◆ Directive 1:
From the rows below, copy out word for word every line from the one containing "Pretty please, detect the white helmet" through the last row.
·····
On 24/7 and adjust the temp as needed....


----------



## chrissymk3 (Jul 6, 2015)

On all the time at 20 degrees here with fans set to auto


----------



## Squadrone Rosso (Aug 11, 2009)

On all the time. Everything in auto with just a quick boost if things get steamy.


----------



## Liam-R32 (Feb 13, 2016)

Be mk4 golf seems always to have all the windows misted up, I only do shirt few minute journeys, so maybe the theory if the climatronic dumping excess water into the cabin could be right. Il try keeping it on econ for a few days.


----------



## rob267 (Nov 27, 2015)

Lol. Well i just found out that my cars air con is on all the time. Will be turning that off tomorrow. 

Dont like it on all the time. 
Only had the car a few weeks so excuse my stupidity 😀

Sent from my SM-G920F using Tapatalk


----------



## baxlin (Oct 8, 2007)

On auto all the time, adjust temperature as and when, both in my Volvo (OK, turn it off if I remember when the top's down), and Mrs B's Skoda Fabia, no problems despite earlier comments about Skoda.

Re fuel usage, a heavy right foot and late braking will use a lot more, IMHO.


----------



## camerashy (Feb 9, 2014)
·····
◆ Directive 2:
In the forum thread about car air conditioning, what temperature does chrissymk3 keep the system set to?
·····
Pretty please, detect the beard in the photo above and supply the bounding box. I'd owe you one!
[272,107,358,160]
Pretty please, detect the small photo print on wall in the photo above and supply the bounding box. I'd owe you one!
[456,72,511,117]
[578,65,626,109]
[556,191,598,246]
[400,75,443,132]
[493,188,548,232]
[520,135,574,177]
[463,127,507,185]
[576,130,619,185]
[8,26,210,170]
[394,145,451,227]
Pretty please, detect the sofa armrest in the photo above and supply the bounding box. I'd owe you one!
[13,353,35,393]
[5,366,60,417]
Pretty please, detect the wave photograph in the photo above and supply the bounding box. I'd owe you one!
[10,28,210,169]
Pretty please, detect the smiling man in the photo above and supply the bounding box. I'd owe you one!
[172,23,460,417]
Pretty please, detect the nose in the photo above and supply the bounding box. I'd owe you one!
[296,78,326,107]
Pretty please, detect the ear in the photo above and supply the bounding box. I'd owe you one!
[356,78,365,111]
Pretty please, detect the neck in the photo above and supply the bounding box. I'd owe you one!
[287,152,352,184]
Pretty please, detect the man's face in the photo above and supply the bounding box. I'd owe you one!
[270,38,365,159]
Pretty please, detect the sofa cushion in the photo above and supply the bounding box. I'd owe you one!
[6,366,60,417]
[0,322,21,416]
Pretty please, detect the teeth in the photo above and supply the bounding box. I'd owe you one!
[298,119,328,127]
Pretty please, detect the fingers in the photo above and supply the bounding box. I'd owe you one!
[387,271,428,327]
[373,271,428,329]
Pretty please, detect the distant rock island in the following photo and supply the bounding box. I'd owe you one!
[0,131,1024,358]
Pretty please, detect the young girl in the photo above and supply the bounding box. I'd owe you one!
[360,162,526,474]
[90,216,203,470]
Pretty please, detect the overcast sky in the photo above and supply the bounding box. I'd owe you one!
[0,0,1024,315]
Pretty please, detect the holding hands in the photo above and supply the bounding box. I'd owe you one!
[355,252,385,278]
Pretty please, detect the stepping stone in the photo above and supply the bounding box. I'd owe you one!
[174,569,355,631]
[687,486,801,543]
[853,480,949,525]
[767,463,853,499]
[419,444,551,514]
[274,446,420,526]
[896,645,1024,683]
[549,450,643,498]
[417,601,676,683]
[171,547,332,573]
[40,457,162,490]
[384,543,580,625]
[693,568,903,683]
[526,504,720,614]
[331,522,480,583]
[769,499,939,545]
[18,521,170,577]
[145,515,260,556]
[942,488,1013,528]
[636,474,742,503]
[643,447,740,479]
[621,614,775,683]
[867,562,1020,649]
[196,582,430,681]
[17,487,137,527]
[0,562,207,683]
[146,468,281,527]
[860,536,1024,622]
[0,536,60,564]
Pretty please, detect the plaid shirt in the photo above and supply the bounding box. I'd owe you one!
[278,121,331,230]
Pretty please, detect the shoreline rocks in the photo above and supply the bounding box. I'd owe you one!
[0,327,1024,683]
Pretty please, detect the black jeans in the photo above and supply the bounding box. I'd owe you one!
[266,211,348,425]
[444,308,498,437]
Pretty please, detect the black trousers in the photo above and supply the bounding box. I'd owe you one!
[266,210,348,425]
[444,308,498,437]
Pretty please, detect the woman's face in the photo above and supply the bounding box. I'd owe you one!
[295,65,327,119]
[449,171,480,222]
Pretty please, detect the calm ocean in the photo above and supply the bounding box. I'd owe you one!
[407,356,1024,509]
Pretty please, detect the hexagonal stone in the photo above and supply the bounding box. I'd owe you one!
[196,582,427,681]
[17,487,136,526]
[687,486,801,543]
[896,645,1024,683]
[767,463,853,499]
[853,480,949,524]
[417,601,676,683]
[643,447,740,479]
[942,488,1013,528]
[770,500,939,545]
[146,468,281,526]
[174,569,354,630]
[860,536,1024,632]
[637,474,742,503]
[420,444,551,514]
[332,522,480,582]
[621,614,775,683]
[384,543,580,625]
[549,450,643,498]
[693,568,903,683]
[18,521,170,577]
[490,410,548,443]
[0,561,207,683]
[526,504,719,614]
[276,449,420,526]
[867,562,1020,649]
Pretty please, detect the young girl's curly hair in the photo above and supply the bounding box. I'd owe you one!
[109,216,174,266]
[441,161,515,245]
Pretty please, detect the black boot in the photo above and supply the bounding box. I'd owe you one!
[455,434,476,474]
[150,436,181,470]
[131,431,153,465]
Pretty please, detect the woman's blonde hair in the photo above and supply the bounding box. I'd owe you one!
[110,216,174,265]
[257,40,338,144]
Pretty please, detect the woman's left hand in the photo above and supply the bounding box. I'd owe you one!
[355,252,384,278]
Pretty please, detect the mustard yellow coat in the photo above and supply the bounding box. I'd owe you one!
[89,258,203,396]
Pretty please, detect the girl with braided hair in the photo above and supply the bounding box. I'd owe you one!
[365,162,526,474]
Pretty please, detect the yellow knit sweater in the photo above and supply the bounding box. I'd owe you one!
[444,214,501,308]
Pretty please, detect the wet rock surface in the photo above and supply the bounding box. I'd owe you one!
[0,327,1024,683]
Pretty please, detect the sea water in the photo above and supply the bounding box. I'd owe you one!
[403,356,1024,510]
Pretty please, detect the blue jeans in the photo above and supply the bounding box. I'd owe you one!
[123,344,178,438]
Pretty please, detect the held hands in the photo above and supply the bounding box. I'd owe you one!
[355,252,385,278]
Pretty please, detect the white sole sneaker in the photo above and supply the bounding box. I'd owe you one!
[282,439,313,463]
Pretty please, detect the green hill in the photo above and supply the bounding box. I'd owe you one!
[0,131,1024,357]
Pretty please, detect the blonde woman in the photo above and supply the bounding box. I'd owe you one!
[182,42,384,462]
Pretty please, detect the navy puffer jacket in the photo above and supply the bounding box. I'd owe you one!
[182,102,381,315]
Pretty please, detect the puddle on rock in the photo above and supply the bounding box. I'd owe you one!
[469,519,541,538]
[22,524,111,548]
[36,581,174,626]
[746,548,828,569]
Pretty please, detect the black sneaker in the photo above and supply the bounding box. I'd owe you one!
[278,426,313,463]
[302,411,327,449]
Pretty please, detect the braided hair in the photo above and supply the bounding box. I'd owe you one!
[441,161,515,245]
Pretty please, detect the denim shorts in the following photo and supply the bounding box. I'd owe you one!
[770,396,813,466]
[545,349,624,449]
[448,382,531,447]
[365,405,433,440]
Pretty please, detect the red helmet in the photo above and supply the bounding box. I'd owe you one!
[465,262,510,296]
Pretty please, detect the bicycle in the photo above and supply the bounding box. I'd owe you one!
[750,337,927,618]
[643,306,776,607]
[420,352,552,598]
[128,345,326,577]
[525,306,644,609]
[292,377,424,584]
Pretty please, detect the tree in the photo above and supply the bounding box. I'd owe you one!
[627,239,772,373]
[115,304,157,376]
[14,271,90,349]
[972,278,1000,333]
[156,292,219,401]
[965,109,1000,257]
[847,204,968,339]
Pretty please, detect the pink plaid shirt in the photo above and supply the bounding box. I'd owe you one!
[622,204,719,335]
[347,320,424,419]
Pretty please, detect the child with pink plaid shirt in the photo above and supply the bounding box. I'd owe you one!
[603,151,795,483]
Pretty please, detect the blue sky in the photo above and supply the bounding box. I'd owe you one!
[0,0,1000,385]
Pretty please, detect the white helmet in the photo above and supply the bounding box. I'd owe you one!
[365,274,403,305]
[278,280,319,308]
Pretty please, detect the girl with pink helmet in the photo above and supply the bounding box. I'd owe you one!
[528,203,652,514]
·····
◆ Answer 1:
Pretty please, detect the white helmet in the photo above and supply the bounding box. I'd owe you one!
[365,274,403,305]
[278,280,319,308]
Pretty please, detect the girl with pink helmet in the photo above and supply the bounding box. I'd owe you one!
[528,203,652,514]

◆ Answer 2:
20 degrees.